● Extrait cité:
WARREN HAYNES: Million Voices Whisper (2024)

01 - These Changes (avec Derek Trucks) (D. Trucks/M. Mattison/W. Haynes)
02 - Go Down Swinging (J. Johnson/W. Haynes)
03 - You Ain’t Above Me (W. Haynes)
04 - This Life As We Know It (W. Haynes)
05 - Day of Reckoning (avec Lukas Nelson et Jamey Johnson) (L. Nelson/W. Haynes)
06 - Real, Real Love (avec Derek Trucks) (G. Allman/W. Haynes)
07 - Lies, Lies, Lies > Monkey Dance > Lies, Lies, Lies (J. Medeski/W. Haynes)
08 - From Here on Out (W. Haynes)
09 - Till the Sun Comes Shining Through (M. Dragstrem/R. Akins/W. Haynes)
10 - Terrified (W. Haynes)
11 - Hall of Future Saints (avec Derek Trucks) (D. Trucks/W. Haynes)

Musiciens :
Warren Haynes : Chant, guitare, slide-guitare
Derek Trucks : Guitare, slide-guitare
Lukas Nelson : Chant, guitare
Terence Higgins : Batterie
Andy Hess : Basse
Kevin Scott : Basse
John Medeski : Claviers
Jamey Johnson : Chant
Saundra Williams : Chœurs
Jenny Hill : Saxophone
Buford O’Sullivan : Trombone
Pam Fleming : Trompette

‌Voilà encore un super album qui va couler de façon magique dans les oreilles de toute personne qui n’est pas allergique à un peu de funk ! C’est vrai, là nous paraissons loin du rock sudiste, quoique… Les amateurs de Wet Willie s’y retrouverons à coup sûr ! Tout comme les amateurs de soul et de cette forme de blues cuivré tirant un peu soit sur la soul, soit sur le funk.
Tout d’abord on peut noter l’excellence des compositions, de la rythmique, du chant, magistral de bout en bout, et des guitares, avec en prime quelques incroyables duels complices. Ensuite la cohésion de la production permet de relier des titres qui n’appartiennent pas réellement à la même famille, mais là tout s’enchaîne dans une apparente unité sonore, un vrai tour de force.

● Données extraites:
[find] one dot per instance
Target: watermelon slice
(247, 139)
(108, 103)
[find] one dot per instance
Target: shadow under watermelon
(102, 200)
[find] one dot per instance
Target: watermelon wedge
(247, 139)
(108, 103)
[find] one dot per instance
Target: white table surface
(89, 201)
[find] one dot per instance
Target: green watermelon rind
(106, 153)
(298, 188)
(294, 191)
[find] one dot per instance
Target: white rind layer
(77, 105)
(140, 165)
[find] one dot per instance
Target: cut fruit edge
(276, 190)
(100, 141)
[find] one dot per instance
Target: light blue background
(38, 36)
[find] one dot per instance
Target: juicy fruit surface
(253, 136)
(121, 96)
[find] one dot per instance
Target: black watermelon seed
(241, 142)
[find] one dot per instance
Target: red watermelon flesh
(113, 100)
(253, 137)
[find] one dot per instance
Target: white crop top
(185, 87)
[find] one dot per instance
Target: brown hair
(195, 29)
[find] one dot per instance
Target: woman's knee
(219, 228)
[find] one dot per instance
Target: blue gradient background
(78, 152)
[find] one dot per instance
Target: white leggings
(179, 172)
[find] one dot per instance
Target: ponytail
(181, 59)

● Travail demandé:
a - Répondez à ces questions sur l'extrait :
(i) Quel est le titre de l'album, et de quelle année date-t-il ?
(ii) Quel instrument Jenny Hill joue-t-elle ?
(iii) D'après la critique, quels amateurs s'y retrouveront à coup sûr ?
b - Reproduisez une partie de l'extrait, en commençant par « 01 - These Changes » et en poursuivant jusqu'à « (D. Trucks/W. Haynes) ».
Les items forment un matériau à part, sans lien avec l'extrait.

● Corrigé:
a -
(i) Million Voices Whisper, 2024
(ii) Le saxophone
(iii) Les amateurs de Wet Willie

b -
01 - These Changes (avec Derek Trucks) (D. Trucks/M. Mattison/W. Haynes)
02 - Go Down Swinging (J. Johnson/W. Haynes)
03 - You Ain’t Above Me (W. Haynes)
04 - This Life As We Know It (W. Haynes)
05 - Day of Reckoning (avec Lukas Nelson et Jamey Johnson) (L. Nelson/W. Haynes)
06 - Real, Real Love (avec Derek Trucks) (G. Allman/W. Haynes)
07 - Lies, Lies, Lies > Monkey Dance > Lies, Lies, Lies (J. Medeski/W. Haynes)
08 - From Here on Out (W. Haynes)
09 - Till the Sun Comes Shining Through (M. Dragstrem/R. Akins/W. Haynes)
10 - Terrified (W. Haynes)
11 - Hall of Future Saints (avec Derek Trucks) (D. Trucks/W. Haynes)